## Fragmento de origen
######
Es de suponer que ese momento debe transmitir una emoción, podría ser el sufrimiento del padre, incapaz de expresar claramente su pérdida. Pero más que eso, refleja un tremendo vacío, el sinsentido de un tipo cliqueando ante un ordenador en busca de consuelo, de algo.

La escena funciona en el segundo sentido más que en el primero, y posiblemente sea lo que buscara su director.

Una fotografía cosificada en papel mantiene un poder evocador, una cercanía y un consuelo -el mero hecho de contornear un rostro querido- que una pantalla es incapaz de ofrecer, ya que funciona mucho mejor como objeto inalcanzable, intocable. Al menos para el dinosaurio que esto escribe.

En cambio, nos contentamos con almacenar fotos y fotos, vivir a través de lo digital, siempre pendientes de sacarnos en la mejor pose para compartir, como si fuera más importante lo que mostramos en la pantalla que lo que hay más allá.

Extraño mundo que vamos forjando.

Hoy la fuente ha discurrido por meandros no sé si tortuosos pero desde luego poco claros e inconstantes. Así son las musas, así es esta mirada algo ajena que contempla lo que nos rodea.
######
## Tareas del ejercicio
a. Reescriba el pasaje del fragmento sobre la fotografía digital comprendido entre "En cambio, nos" y "que vamos forjando.", ambos incluidos, cambiando "forjando" por "construyendo".
b. Indique si cada afirmación concuerda con el fragmento sobre la fotografía digital y cite las palabras exactas que lo determinan: (i) una pantalla ofrece el mismo consuelo que una fotografía en papel; (ii) la escena funciona más en el segundo sentido que en el primero; (iii) quien escribe se describe a sí mismo como un dinosaurio.
######
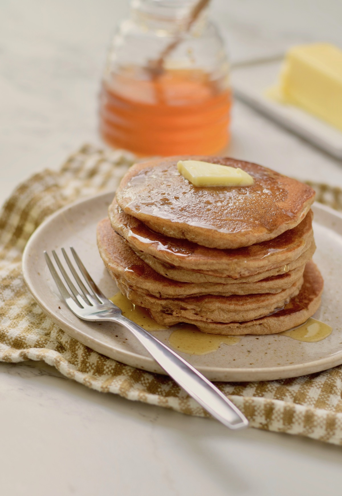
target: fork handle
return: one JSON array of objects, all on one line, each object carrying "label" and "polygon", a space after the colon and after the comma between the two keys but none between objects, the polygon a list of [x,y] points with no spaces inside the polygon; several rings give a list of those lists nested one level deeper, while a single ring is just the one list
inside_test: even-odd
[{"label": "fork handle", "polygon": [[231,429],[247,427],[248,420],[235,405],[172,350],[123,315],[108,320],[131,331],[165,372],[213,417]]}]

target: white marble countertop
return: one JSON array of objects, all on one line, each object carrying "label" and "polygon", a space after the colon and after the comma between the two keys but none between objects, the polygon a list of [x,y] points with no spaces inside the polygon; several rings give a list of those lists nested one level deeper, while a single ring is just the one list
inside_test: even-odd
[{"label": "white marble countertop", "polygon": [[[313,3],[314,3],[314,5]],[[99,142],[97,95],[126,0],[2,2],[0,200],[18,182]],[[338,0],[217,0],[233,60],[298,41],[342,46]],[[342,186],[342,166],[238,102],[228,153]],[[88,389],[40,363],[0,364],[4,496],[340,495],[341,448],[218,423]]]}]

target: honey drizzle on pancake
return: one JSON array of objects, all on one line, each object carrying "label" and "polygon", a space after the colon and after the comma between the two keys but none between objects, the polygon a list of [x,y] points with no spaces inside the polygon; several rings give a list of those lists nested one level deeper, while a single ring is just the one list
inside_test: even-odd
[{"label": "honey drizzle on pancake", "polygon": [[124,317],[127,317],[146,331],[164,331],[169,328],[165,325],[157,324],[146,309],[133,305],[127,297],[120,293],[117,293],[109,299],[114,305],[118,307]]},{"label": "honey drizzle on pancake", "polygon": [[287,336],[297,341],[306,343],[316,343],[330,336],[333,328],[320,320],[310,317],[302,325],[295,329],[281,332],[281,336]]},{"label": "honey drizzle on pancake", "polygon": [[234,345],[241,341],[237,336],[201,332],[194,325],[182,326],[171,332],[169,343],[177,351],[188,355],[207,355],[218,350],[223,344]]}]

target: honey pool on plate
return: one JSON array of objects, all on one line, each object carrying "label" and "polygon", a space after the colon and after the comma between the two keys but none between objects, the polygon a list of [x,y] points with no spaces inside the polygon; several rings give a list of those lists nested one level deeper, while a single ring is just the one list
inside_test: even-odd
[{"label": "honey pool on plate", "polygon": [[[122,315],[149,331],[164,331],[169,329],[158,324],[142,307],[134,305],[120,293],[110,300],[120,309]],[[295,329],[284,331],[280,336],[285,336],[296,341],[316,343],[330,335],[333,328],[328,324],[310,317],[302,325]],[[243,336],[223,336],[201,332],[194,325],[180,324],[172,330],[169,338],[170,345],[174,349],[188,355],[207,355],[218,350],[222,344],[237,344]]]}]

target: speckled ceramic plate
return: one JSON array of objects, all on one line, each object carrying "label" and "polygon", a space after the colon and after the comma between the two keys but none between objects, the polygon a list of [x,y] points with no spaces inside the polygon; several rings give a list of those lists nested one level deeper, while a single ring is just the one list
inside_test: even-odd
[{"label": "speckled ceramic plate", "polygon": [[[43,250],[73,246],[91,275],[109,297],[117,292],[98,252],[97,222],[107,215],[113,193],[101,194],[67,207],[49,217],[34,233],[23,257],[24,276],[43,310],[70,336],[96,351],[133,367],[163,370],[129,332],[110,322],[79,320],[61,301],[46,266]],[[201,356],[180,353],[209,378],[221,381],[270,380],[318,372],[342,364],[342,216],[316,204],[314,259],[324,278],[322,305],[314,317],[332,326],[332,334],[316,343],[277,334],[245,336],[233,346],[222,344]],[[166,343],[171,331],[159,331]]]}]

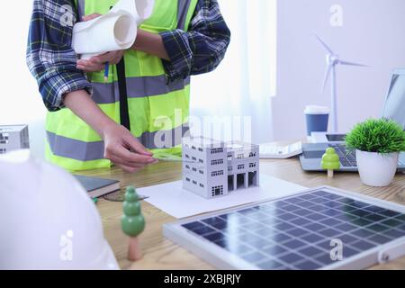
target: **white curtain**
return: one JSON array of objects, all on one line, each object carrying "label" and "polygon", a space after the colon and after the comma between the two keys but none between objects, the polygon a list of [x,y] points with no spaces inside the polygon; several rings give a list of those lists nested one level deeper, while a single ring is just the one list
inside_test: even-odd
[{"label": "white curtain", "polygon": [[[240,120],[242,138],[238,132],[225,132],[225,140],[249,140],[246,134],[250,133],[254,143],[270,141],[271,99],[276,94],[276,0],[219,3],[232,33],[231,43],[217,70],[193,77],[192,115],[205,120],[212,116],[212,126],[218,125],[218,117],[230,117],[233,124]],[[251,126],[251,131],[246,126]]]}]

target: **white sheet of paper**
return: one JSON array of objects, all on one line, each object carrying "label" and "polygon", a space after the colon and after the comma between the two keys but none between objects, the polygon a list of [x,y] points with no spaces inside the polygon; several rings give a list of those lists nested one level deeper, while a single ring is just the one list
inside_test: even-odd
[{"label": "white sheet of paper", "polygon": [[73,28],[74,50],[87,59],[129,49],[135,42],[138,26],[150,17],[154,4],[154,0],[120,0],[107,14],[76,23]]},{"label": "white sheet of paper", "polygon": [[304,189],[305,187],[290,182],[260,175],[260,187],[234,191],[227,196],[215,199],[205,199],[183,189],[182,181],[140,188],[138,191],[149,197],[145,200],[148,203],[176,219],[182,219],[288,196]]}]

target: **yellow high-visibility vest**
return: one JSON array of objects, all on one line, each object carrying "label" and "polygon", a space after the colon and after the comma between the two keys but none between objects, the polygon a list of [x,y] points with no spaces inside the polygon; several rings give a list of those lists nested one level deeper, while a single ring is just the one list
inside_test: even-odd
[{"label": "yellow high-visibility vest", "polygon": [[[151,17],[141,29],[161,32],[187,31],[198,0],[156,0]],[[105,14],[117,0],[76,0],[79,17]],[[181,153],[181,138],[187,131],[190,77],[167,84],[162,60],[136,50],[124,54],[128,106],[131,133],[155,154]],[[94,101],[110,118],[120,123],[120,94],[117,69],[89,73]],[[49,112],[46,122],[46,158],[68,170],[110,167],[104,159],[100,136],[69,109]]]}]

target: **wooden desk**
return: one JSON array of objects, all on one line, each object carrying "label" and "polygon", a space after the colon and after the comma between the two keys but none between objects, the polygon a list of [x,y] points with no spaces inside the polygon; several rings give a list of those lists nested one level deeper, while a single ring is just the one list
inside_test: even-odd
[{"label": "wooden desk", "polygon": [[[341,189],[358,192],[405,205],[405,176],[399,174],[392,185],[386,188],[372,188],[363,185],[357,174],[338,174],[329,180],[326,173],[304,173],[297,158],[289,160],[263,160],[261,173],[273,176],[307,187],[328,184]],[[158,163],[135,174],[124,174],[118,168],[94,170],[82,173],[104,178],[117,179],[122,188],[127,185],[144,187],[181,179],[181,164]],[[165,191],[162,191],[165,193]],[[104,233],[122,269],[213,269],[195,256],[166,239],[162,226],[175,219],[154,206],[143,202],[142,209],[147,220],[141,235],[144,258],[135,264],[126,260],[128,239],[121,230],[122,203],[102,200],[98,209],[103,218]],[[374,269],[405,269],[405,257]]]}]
######
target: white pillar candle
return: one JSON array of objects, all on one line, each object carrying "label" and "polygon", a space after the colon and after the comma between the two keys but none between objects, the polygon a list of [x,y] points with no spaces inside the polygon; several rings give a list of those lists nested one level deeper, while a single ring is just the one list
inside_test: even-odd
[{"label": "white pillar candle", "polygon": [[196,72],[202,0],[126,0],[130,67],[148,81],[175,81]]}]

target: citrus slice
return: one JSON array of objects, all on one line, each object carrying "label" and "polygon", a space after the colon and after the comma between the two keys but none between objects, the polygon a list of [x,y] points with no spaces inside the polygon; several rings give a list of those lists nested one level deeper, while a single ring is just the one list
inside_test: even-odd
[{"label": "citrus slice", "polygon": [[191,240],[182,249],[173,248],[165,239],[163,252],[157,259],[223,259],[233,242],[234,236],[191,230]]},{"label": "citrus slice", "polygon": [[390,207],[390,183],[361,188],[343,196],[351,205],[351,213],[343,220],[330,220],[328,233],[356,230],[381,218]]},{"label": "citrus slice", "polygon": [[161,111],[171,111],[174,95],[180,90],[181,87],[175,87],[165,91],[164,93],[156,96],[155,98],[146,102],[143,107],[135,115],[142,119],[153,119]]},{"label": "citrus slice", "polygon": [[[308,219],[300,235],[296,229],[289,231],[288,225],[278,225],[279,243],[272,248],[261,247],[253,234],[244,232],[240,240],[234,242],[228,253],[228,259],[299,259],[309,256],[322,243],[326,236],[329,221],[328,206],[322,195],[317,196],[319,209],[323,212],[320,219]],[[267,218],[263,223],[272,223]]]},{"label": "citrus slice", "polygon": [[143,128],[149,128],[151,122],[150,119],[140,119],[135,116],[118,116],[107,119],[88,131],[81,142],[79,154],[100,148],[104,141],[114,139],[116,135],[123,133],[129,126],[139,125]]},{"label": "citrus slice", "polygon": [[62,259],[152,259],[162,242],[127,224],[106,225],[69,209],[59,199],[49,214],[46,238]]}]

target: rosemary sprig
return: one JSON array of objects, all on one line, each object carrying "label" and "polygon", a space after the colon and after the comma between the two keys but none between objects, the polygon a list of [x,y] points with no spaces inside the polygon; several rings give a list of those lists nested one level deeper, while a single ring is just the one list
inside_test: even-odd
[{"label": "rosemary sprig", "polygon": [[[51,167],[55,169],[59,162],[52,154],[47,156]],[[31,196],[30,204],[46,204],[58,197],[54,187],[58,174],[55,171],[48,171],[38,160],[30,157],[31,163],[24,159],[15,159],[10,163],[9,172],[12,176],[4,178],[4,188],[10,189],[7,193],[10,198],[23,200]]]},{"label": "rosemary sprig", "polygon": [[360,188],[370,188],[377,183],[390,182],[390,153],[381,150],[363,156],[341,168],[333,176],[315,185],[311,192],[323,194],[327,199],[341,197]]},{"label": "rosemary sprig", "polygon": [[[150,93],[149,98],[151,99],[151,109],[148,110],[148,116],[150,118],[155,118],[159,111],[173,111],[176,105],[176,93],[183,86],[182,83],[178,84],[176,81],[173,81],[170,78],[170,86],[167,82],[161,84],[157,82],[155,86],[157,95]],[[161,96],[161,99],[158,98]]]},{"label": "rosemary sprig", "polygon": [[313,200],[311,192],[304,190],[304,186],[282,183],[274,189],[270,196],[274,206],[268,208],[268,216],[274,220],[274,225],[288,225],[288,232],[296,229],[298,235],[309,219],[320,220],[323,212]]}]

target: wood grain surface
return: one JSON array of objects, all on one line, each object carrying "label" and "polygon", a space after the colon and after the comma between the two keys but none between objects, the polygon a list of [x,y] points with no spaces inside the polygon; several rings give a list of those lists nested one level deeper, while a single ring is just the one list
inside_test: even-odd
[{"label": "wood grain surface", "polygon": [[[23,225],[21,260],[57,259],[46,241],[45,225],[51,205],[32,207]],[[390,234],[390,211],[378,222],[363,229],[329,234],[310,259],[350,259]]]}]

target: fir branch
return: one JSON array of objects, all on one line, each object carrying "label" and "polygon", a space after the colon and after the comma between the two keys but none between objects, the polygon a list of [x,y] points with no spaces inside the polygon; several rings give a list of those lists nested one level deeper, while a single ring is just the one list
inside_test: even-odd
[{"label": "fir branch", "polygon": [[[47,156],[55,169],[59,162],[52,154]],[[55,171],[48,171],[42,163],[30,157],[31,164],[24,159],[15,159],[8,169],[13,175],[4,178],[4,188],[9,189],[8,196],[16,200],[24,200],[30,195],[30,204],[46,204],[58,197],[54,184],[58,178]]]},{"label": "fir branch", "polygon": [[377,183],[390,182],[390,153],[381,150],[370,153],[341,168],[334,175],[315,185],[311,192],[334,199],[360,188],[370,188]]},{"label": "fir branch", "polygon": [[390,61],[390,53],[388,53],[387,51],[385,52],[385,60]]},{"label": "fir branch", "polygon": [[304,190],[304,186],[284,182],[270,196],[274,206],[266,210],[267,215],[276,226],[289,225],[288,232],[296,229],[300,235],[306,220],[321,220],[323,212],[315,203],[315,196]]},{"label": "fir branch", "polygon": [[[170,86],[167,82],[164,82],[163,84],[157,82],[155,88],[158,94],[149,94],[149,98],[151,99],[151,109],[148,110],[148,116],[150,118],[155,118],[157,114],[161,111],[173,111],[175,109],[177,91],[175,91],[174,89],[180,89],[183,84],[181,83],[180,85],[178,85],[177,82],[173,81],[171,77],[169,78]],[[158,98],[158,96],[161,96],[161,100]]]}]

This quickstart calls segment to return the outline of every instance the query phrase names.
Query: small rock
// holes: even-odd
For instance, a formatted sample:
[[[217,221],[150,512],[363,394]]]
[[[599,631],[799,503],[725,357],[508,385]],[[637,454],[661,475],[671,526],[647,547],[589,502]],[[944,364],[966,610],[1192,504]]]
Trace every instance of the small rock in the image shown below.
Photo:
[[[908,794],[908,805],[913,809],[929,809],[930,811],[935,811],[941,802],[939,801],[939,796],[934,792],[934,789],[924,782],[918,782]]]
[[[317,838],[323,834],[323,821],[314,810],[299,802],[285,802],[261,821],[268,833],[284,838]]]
######
## Soluciones del ejercicio
a.
En cambio, nos contentamos con almacenar fotos y fotos, vivir a través de lo digital, siempre pendientes de sacarnos en la mejor pose para compartir, como si fuera más importante lo que mostramos en la pantalla que lo que hay más allá.

Extraño mundo que vamos construyendo.

b.
(i) No: "que una pantalla es incapaz de ofrecer".
(ii) Sí: "La escena funciona en el segundo sentido más que en el primero".
(iii) Sí: "Al menos para el dinosaurio que esto escribe".